Return the records word for word. Any pictures in them are not part of the copy.
==== Supplied records
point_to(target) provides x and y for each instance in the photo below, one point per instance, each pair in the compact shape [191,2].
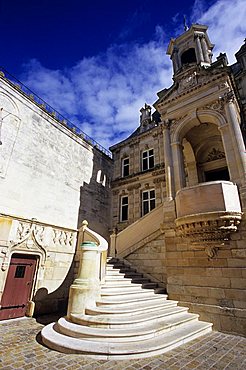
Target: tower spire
[185,24]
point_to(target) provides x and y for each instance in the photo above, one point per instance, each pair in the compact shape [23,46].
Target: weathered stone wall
[150,259]
[49,183]
[138,180]
[213,287]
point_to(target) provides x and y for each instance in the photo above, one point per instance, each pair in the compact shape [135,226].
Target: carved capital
[228,97]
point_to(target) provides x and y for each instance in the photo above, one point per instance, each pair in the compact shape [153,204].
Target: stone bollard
[85,289]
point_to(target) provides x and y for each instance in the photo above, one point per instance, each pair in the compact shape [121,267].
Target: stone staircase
[132,319]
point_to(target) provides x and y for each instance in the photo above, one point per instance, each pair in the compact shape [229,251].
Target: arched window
[188,56]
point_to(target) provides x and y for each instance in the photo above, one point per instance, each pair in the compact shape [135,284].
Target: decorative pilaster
[175,60]
[236,134]
[204,49]
[178,165]
[168,159]
[85,290]
[198,48]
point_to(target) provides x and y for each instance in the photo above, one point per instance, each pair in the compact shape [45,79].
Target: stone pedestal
[85,290]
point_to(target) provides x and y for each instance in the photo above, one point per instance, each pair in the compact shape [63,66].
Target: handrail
[130,238]
[86,234]
[15,83]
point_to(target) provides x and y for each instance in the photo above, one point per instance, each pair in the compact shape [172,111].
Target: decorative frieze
[212,227]
[215,154]
[31,236]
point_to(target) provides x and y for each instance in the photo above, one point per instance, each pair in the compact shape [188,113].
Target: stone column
[85,290]
[198,49]
[236,134]
[168,160]
[204,50]
[178,165]
[175,60]
[229,152]
[1,122]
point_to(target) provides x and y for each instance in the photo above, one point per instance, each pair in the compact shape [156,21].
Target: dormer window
[148,159]
[125,167]
[188,56]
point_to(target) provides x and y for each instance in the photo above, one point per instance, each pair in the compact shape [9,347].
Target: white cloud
[227,25]
[103,94]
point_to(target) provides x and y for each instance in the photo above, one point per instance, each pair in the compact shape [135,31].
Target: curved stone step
[114,350]
[126,309]
[120,284]
[145,331]
[134,289]
[133,304]
[121,300]
[120,321]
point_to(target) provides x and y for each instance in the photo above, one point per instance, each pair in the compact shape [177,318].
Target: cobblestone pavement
[21,348]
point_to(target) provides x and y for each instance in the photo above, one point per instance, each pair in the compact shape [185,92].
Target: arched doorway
[18,286]
[206,149]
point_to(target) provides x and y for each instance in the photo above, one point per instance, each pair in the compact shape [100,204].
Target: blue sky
[97,62]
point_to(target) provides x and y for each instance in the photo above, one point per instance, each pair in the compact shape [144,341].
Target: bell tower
[193,47]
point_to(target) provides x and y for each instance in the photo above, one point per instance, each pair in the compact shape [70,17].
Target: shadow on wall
[95,207]
[95,197]
[56,301]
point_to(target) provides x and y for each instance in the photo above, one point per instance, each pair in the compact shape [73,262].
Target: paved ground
[20,348]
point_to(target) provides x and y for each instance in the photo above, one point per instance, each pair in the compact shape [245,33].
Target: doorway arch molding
[195,119]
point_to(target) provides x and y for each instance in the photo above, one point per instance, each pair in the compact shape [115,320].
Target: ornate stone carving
[215,154]
[176,122]
[212,228]
[188,81]
[215,105]
[228,97]
[134,186]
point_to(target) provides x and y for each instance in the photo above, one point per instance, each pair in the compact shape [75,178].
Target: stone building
[178,188]
[179,185]
[51,179]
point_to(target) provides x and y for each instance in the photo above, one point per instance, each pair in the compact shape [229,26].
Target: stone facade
[178,188]
[201,254]
[51,179]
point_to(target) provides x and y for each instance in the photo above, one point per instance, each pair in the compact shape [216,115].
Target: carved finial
[185,24]
[84,225]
========
- Full answer
point_to(target) provides x and y for each instance in the photo below, one point per instance, each pair in the compact shape [191,2].
Target: tower spire
[185,24]
point_to(target) provides x and y for each instance in the photo above, one point per instance, each pair in the compact shape [23,46].
Target: weathered stone wall
[150,259]
[49,183]
[138,180]
[213,287]
point_to(target) provides x and y for each instance in the photo above, one point per instance, each pair in the compact shape [135,226].
Target: carved capital
[228,97]
point_to(target) provides x and y for each instance in the photo above, one point per instance, each pair in the compact shape [153,204].
Target: stone bollard
[85,289]
point_to(target) provides x and y for each instance in the photo above, one point per instance, each pair in the compact shape [121,267].
Target: stone staircase
[132,319]
point_to(target) provides x and y for each instance in the photo above, one point per instance, each pair in the compact shape [229,251].
Target: arched window
[188,56]
point_to(target) provides x and y for each instance in the photo above, one point per instance, each pair in the compact shape [135,284].
Target: decorative pilaster
[175,60]
[236,134]
[204,49]
[178,165]
[168,159]
[85,290]
[198,48]
point_to(target) provides x and y for each instance in the photo above, one point per instance, each pair in the compact shape [45,79].
Target: stone pedestal
[85,290]
point_to(target) provides x and y for each instance in the photo above, one point per instance, each pair in the compact shape [63,66].
Target: handrail
[130,238]
[86,234]
[15,83]
point_to(target) provides x and y for each instance in the photo above, one point per instance, each pair in the compact shape [172,111].
Target: decorative frieze
[212,227]
[215,154]
[31,236]
point_to(target) provides x and y for each instance in the photo above, one point per instance, each pair in the compact shape [188,113].
Target: stone column
[85,290]
[198,49]
[236,134]
[168,160]
[204,50]
[178,165]
[175,60]
[229,152]
[1,122]
point_to(target) provides x and y for each instance in the photo above, one point per instance, each pair in the compact shape [156,21].
Target: dormer window
[148,159]
[125,167]
[188,56]
point_to(target) provides x and y for each instance in the photo above, one point per instance, each pair in the compact shape [9,347].
Target: white cloud
[227,25]
[103,94]
point_to(target) provides x and y for each instance in the photo above, one point per instance, each pair in the compact shape [135,31].
Target: curved stone step
[114,350]
[126,309]
[120,284]
[145,331]
[134,289]
[133,304]
[121,300]
[120,321]
point_to(target) provides x and y for each instance in the photo above, one point per instance, each pair in the compact shape [177,318].
Target: cobblestone pavement
[21,348]
point_to(target) provides x and y for each instance in the photo above, one point per instance, each pair in the compact shape [185,92].
Target: arched doorway
[18,286]
[206,149]
point_to(target) provides x and y for each instance in the photo above, one point per instance, each pair in the compact shape [100,204].
Target: blue sky
[97,62]
point_to(target) provides x and y for each instance in the photo above, one point per instance, each pair in the compact shape [144,341].
Target: bell tower
[193,47]
point_to(target) provides x and y for each instance in the photo above, one point per instance, each pair in the compact shape [70,17].
Target: shadow on wall
[95,207]
[95,197]
[56,301]
point_to(target) provides x and y for each instance in the photo above, one point per instance, each pair in the compact shape [73,262].
Target: paved ground
[20,348]
point_to(target) provides x and y for each instance in the photo above, one point per instance, each pair in the compact shape [245,33].
Target: doorway arch molding
[195,119]
point_to(target) provides x and y for each instance in the photo above, one point per instance, each pair in the compact shape [115,320].
Target: ornate stone carving
[215,154]
[176,122]
[212,228]
[188,81]
[215,105]
[228,97]
[134,186]
point_to(target) provides x and y for each instance in the photo above, one point per instance, each pair in the compact shape [75,178].
Target: stone building
[178,188]
[179,185]
[51,179]
point_to(target) provides x and y for each instance in the photo above, one point per instance, each pair in the compact shape [229,26].
Target: stone facade
[178,188]
[201,254]
[51,179]
point_to(target) provides x and y for each instance in the photo above, one point per instance, each pair in the compact shape [216,115].
Target: carved finial
[185,24]
[84,225]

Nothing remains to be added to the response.